Source document:

Thursday, March 13, 2014

Overview: A look at the triangle offense

According to reports, Phil Jackson will join the Knicks to become the president of basketball operations. In that position, he will oversee the entirety of the team's basketball decisions, likely including the team's next head coach. That is assuming Mike Woodson is a short timer.

We are still so early on in the process and Jackson hasn't spoken publicly about his plans for New York yet. Or with this organization, it's unclear how much you will ever hear from Jackson. But many people are already wondering if Jackson will attempt to bring the Triangle Offense to New York. The very same offensive strategy that has put eleven rings on his fingers. A system that served Jackson so well and led to such much success, but has more or less fallen to the wayside since Jackson retired in 2011.

So what is the triangle offense and what are the core concepts that go into the offensive strategy? Well, I've decided to write a very brief overview. First, let me start off and say that I'm no expert. I have been following the NBA as a fan for more than a decade and over the past few years I've gotten really interested in the triangle. I've watched Lakers and Bulls games under Phil Jackson and I've read books by Tex Winter. Above all else, I've learned that the Triangle Offense, isn't just a group of set plays, it's an ideology. To run it, everyone on the court has to understand their positioning and the reasoning behind their movements. It's also revolves around passing as a fundamental way to penetrate, rather than pure dribble penetration (as you tend to see in today's NBA).

Data:
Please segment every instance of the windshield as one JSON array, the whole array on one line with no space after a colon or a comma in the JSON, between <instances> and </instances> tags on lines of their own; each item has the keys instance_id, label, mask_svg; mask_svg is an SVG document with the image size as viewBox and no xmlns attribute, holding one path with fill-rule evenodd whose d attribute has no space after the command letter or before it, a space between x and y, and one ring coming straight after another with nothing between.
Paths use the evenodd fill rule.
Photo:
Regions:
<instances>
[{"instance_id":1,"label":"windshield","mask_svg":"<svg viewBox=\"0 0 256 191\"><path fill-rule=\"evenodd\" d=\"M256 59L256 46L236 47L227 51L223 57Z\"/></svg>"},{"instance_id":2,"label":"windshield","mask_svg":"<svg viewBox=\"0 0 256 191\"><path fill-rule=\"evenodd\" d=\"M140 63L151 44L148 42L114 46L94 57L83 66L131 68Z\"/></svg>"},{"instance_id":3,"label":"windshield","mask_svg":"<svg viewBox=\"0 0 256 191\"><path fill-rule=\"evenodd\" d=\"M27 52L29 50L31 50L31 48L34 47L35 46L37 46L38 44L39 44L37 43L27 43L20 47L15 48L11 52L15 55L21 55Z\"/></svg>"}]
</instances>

What the task requires: Quote the triangle offense post word for word, starting at "Overview: A look" and ending at "a short timer.". These rows have nothing to do with the triangle offense post.

Exercise result:
Overview: A look at the triangle offense

According to reports, Phil Jackson will join the Knicks to become the president of basketball operations. In that position, he will oversee the entirety of the team's basketball decisions, likely including the team's next head coach. That is assuming Mike Woodson is a short timer.